*What is needed:* Go through the data from its first line and retype each line, stopping once the line containing "box: [0, 231, 57, 276]" has been retyped.

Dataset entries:
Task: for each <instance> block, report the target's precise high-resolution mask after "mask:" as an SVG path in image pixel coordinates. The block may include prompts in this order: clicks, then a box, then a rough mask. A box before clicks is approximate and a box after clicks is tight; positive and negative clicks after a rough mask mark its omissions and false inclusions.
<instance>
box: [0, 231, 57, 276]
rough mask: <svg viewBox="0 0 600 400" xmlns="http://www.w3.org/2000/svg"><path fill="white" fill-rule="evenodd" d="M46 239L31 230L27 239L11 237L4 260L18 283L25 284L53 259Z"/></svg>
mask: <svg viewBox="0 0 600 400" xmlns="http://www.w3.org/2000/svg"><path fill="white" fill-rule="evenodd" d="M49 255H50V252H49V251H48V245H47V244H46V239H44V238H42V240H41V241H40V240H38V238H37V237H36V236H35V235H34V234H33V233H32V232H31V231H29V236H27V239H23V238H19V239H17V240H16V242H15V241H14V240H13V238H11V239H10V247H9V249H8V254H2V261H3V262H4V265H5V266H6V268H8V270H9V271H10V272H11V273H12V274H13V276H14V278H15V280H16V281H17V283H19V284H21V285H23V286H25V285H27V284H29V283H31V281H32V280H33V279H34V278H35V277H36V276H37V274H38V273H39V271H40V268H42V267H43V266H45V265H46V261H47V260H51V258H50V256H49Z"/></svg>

*Response area:*
Task: for each <instance> block, report the target's precise high-resolution mask after "mask:" as an SVG path in image pixel coordinates. The block may include prompts in this order: clicks, then a box, then a rough mask. A box before clicks is approximate and a box after clicks is tight; positive and negative clicks after a rough mask mark its omissions and false inclusions.
<instance>
box: [0, 231, 57, 276]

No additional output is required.